Aim: Give only the number of lines in the rows below that contain the string "vent". Case counts.

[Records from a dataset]

• • • •

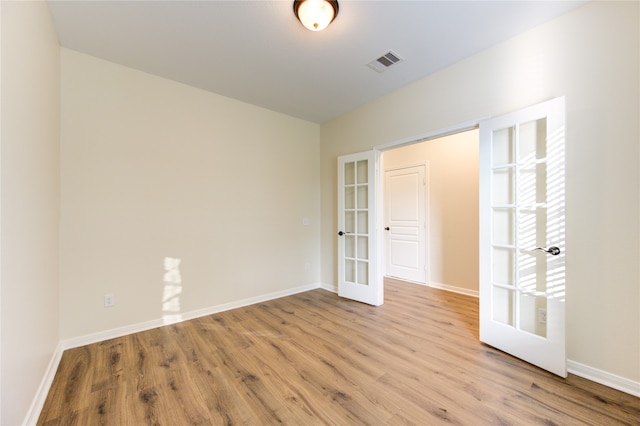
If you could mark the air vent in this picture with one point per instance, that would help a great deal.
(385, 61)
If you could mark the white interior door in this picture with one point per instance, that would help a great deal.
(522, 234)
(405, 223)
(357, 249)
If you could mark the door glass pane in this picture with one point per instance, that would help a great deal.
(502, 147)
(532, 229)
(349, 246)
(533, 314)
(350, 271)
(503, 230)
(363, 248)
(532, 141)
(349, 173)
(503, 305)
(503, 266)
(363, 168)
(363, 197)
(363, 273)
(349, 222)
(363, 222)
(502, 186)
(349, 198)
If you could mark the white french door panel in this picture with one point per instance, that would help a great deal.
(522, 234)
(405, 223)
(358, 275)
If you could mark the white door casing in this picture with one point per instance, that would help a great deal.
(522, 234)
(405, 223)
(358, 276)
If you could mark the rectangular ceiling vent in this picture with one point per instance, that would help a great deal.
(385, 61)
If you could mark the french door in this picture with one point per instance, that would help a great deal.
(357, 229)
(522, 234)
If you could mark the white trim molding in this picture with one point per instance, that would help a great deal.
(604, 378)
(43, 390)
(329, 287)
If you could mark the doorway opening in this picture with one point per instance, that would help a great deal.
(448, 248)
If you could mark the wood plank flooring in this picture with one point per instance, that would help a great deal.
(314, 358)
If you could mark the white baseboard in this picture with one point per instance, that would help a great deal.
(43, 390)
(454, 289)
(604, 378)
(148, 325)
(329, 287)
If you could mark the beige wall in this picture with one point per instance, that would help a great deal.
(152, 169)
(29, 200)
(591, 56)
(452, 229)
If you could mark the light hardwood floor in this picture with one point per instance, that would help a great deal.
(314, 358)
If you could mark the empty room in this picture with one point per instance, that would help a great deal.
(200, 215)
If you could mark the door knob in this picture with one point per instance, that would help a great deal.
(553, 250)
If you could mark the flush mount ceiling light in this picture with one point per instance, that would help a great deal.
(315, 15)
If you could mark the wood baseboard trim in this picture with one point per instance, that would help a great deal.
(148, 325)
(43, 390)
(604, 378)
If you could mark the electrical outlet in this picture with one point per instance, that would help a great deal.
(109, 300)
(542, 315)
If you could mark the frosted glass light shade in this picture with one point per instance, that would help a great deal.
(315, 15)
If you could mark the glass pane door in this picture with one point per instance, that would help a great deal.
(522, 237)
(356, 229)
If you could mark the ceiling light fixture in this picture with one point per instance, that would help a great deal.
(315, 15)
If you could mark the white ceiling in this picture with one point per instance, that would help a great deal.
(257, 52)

• • • •

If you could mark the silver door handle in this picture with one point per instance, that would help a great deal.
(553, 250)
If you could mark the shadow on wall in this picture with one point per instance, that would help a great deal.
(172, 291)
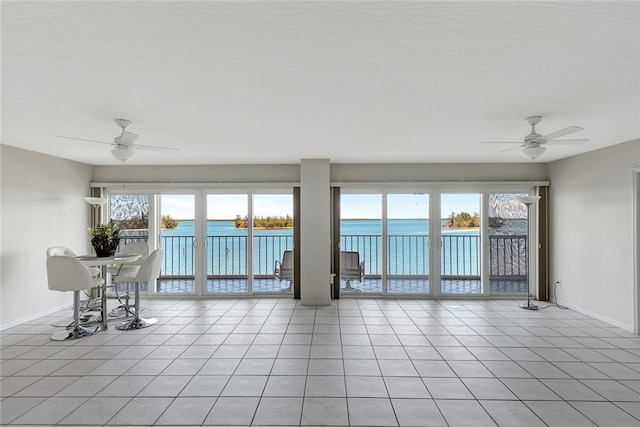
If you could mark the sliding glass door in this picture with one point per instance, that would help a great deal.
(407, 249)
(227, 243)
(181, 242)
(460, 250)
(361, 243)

• • • •

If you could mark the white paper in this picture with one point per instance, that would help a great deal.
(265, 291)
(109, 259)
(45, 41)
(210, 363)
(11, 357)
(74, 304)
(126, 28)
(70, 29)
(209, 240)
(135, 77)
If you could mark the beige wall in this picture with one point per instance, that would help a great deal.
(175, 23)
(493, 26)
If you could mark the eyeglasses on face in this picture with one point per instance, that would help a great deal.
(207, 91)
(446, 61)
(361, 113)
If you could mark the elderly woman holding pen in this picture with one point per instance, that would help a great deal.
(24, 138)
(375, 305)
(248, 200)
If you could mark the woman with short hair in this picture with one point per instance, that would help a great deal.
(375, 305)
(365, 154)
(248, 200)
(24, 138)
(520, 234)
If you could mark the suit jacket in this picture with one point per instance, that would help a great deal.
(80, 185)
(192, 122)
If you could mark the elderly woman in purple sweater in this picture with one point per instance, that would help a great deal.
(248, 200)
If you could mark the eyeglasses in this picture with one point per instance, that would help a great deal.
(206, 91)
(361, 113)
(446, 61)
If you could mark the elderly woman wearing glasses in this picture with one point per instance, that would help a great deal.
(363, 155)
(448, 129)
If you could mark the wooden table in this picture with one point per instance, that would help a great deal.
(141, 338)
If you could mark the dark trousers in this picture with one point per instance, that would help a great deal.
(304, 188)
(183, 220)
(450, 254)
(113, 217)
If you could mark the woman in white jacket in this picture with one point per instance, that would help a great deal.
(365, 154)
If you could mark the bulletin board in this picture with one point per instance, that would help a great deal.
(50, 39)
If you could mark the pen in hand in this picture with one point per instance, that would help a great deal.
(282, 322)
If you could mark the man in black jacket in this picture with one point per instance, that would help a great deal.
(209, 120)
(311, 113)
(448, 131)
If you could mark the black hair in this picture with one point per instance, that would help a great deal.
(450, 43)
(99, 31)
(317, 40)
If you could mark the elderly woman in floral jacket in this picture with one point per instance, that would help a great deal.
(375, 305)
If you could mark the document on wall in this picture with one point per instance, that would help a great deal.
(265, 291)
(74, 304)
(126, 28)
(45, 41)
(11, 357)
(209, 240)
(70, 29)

• • • •

Solution to the exercise: 2